[Spatial annotation records]
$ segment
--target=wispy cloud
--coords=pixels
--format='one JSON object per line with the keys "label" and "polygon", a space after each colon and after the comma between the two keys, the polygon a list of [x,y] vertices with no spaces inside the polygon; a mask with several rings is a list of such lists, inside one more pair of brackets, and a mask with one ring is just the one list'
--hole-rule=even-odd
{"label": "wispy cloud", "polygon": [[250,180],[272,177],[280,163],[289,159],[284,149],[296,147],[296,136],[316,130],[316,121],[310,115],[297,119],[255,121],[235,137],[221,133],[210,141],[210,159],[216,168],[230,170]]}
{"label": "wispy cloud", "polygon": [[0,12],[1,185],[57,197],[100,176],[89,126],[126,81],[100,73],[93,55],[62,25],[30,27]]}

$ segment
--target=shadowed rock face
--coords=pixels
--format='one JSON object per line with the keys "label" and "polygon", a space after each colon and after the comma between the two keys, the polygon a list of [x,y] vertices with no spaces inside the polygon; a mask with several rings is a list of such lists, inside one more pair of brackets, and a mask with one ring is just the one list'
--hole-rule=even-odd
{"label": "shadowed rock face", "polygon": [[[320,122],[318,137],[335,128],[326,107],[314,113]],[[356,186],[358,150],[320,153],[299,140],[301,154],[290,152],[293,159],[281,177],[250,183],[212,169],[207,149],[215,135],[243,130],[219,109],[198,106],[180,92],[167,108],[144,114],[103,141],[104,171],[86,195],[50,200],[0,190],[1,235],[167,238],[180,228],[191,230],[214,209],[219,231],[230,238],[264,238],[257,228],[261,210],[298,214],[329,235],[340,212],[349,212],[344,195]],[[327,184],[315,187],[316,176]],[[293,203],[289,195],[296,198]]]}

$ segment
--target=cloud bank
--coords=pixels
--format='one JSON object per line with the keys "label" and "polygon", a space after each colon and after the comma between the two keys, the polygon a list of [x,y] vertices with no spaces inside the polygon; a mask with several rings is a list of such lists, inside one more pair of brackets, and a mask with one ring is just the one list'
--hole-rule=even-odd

REQUIRED WORK: Please put every line of the records above into a JSON list of strings, one string for each line, and leave out the blank lines.

THE SOLUTION:
[
  "$ segment",
  "--target=wispy cloud",
  "--coords=pixels",
  "--format='one JSON object per line with the keys \"label\" and \"polygon\", a space after each colon and after the comma between the two keys, the polygon a list of [x,y] vertices with no spaces inside the polygon; a mask with several rings is a list of such lists, inside one more pair of brackets, and a mask with one ring is just the one list'",
  "--hole-rule=even-odd",
  "{\"label\": \"wispy cloud\", \"polygon\": [[250,180],[272,177],[280,163],[289,159],[284,149],[296,147],[296,136],[316,130],[316,121],[310,115],[297,119],[255,121],[235,137],[221,133],[210,141],[210,159],[216,168],[230,170]]}",
  "{\"label\": \"wispy cloud\", \"polygon\": [[0,12],[1,185],[57,197],[100,176],[89,126],[126,81],[100,73],[93,55],[62,25],[30,27]]}",
  "$ segment",
  "--target=shadowed rock face",
  "--coords=pixels",
  "--format='one JSON object per line with the keys \"label\" and \"polygon\", a space after each colon and after the comma between the two keys, the polygon a list of [x,y] vertices with no spaces inside the polygon; a mask with several rings is a list of such lists, inside one more pair of brackets, and a mask with one ring is just the one list'",
  "--hole-rule=even-odd",
  "{\"label\": \"shadowed rock face\", \"polygon\": [[[320,122],[318,137],[335,128],[326,107],[314,113]],[[356,186],[358,150],[320,153],[299,140],[301,154],[290,152],[293,159],[281,177],[250,183],[212,169],[207,149],[215,135],[243,130],[219,109],[198,106],[180,92],[167,108],[144,114],[103,141],[104,171],[86,195],[50,200],[0,190],[1,235],[167,238],[180,228],[191,230],[214,209],[219,231],[230,238],[264,238],[257,228],[261,210],[298,214],[329,235],[340,212],[349,212],[344,195]],[[327,184],[315,187],[316,176]],[[293,203],[289,195],[296,198]]]}",
  "$ segment",
  "--target=cloud bank",
  "--coords=pixels",
  "--format='one JSON object per line with the keys \"label\" and \"polygon\", a space after each colon and after the comma between the two keys, the polygon a list of [x,y] vertices with no spaces inside the polygon; a mask with several rings is a list of such lists, inside one more pair of brackets, and a mask with one ring is just the one list'",
  "--hole-rule=even-odd"
]